AÇÕES NECESSÁRIAS –
A) Explique, em uma a três frases, por que razão o texto sobre cidadania considera importantes as teorias da cidadania.
B) Atualize o trecho do texto sobre cidadania que vai de "Esta ligação entre" até "dos cidadãos individuais.", inclusive, trocando "Renascimento" por "período renascentista".

TEXTO –
“Cidadania” é um termo cujo significado filosófico difere do seu uso quotidiano. No discurso quotidiano, a cidadania é entendida como sinónimo de “nacionalidade”, referindo-se ao estatuto legal das pessoas enquanto membro de um país em particular. Ser um cidadão implica ter certos direitos e responsabilidades, mas estes variam imenso de país para país. Por exemplo, os cidadãos de uma democracia liberal têm direitos políticos e liberdades religiosas, ao passo que numa monarquia, numa ditadura militar ou numa teocracia religiosa podem não ter nenhum desses direitos.
Nos contextos filosóficos, a cidadania refere-se a um ideal normativo substancial de pertença e participação numa comunidade política. Ser um cidadão, neste sentido, é ser reconhecido como um membro pleno e igual da sociedade, com o direito de participar no processo político. Como tal, trata-se de um ideal distintamente democrático. As pessoas que são governadas por monarquias ou ditaduras militares são súbditos e não cidadãos.
Esta ligação entre a cidadania e a democracia é evidente na história do pensamento ocidental. A cidadania era um tema proeminente entre os filósofos das repúblicas da Grécia e Roma antigas, mas desapareceu do pensamento feudal, sendo apenas reavivado com o renascer do republicanismo no Renascimento. Na verdade, é por vezes difícil distinguir a cidadania, enquanto tópico filosófico, da democracia. Contudo, as teorias da democracia centram-se sobretudo nas instituições e processos — partidos políticos, eleições, legislaturas e constituições — ao passo que as teorias da cidadania se centram nos atributos dos cidadãos individuais.
As teorias da cidadania são importantes porque as instituições democráticas desmoronar-se-ão se os cidadãos carecerem de certas virtudes, tais como um espírito cívico e boa-vontade mútua. De facto, muitas democracias sofrem de apatia por parte dos eleitores, de intolerância racial e religiosa, e fuga significativa aos impostos ou às políticas ambientais que dependem da cooperação voluntária. A saúde de uma democracia depende não apenas da estrutura das suas instituições mas também das qualidades dos seus cidadãos: por exemplo, das suas lealdades e de como eles encaram identidades nacionais, étnicas ou religiosas potencialmente rivais; da sua capacidade para trabalhar com pessoas muito diferentes de si mesmos; do seu desejo de participação na vida pública; da sua boa-vontade para serem moderados nas suas exigências económicas e nas suas escolhas pessoais que afectem a sua saúde e o meio ambiente.

Excertos de um conjunto de dados de anotação de localização:

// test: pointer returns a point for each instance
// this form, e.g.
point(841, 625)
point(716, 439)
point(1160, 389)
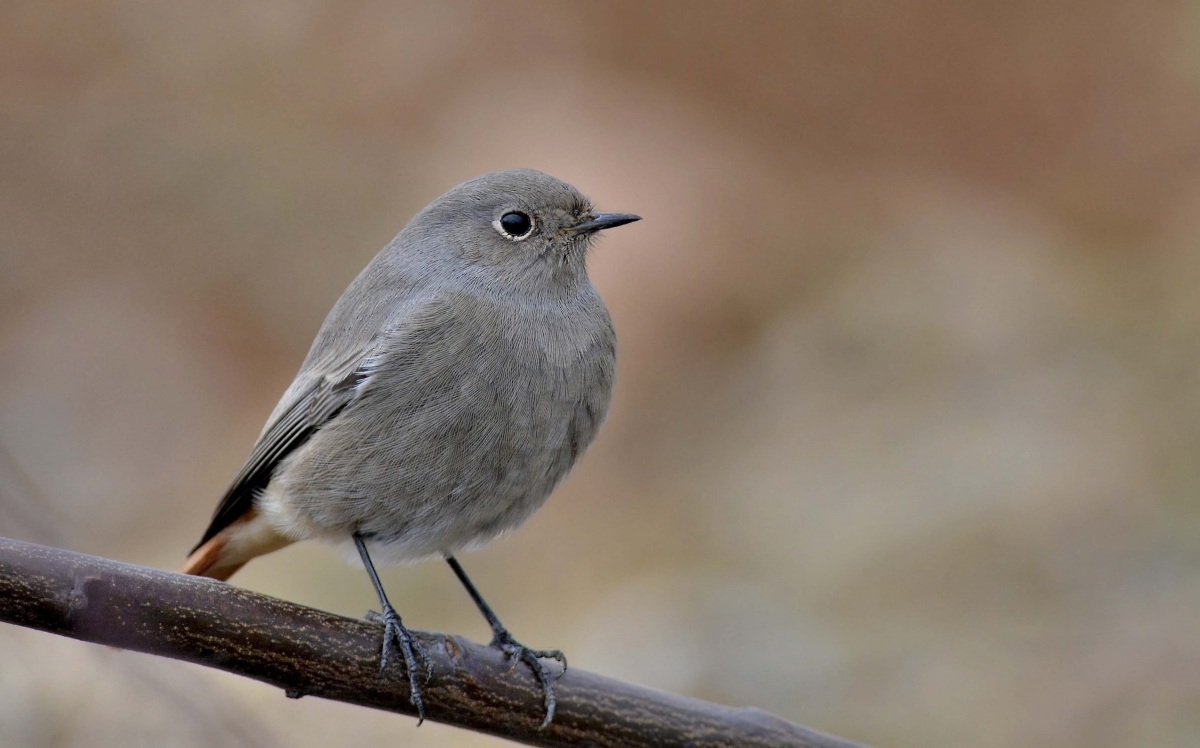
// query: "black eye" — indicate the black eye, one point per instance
point(516, 225)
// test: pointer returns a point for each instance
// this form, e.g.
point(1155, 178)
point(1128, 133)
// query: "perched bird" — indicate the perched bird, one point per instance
point(450, 389)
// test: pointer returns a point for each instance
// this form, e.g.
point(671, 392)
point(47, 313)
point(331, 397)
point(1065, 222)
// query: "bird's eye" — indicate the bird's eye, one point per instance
point(515, 225)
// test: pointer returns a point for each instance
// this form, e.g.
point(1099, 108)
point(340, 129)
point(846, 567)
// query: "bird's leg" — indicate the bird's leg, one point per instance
point(504, 641)
point(395, 635)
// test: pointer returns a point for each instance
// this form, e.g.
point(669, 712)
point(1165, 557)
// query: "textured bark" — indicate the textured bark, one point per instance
point(309, 652)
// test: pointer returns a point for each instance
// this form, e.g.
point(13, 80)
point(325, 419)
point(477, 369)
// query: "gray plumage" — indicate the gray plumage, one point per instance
point(451, 387)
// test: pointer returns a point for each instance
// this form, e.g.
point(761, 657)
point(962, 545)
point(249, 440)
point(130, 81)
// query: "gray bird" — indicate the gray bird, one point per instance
point(450, 389)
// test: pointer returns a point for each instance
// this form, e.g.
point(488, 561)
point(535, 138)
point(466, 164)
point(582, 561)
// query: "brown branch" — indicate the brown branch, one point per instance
point(309, 652)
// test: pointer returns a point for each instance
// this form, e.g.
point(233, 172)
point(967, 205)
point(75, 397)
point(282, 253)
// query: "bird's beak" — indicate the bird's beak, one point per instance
point(600, 221)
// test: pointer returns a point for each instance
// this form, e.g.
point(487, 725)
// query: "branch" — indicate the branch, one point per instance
point(310, 652)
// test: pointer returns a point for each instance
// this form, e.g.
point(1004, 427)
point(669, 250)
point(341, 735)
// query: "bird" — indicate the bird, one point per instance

RESPOSTAS ABAIXO –
A) As teorias da cidadania são importantes porque as instituições democráticas desmoronam se os cidadãos carecerem de certas virtudes, como um espírito cívico e a boa-vontade mútua. A saúde de uma democracia depende não apenas da estrutura das suas instituições, mas também das qualidades dos seus cidadãos.

B)
Esta ligação entre a cidadania e a democracia é evidente na história do pensamento ocidental. A cidadania era um tema proeminente entre os filósofos das repúblicas da Grécia e Roma antigas, mas desapareceu do pensamento feudal, sendo apenas reavivado com o renascer do republicanismo no período renascentista. Na verdade, é por vezes difícil distinguir a cidadania, enquanto tópico filosófico, da democracia. Contudo, as teorias da democracia centram-se sobretudo nas instituições e processos — partidos políticos, eleições, legislaturas e constituições — ao passo que as teorias da cidadania se centram nos atributos dos cidadãos individuais.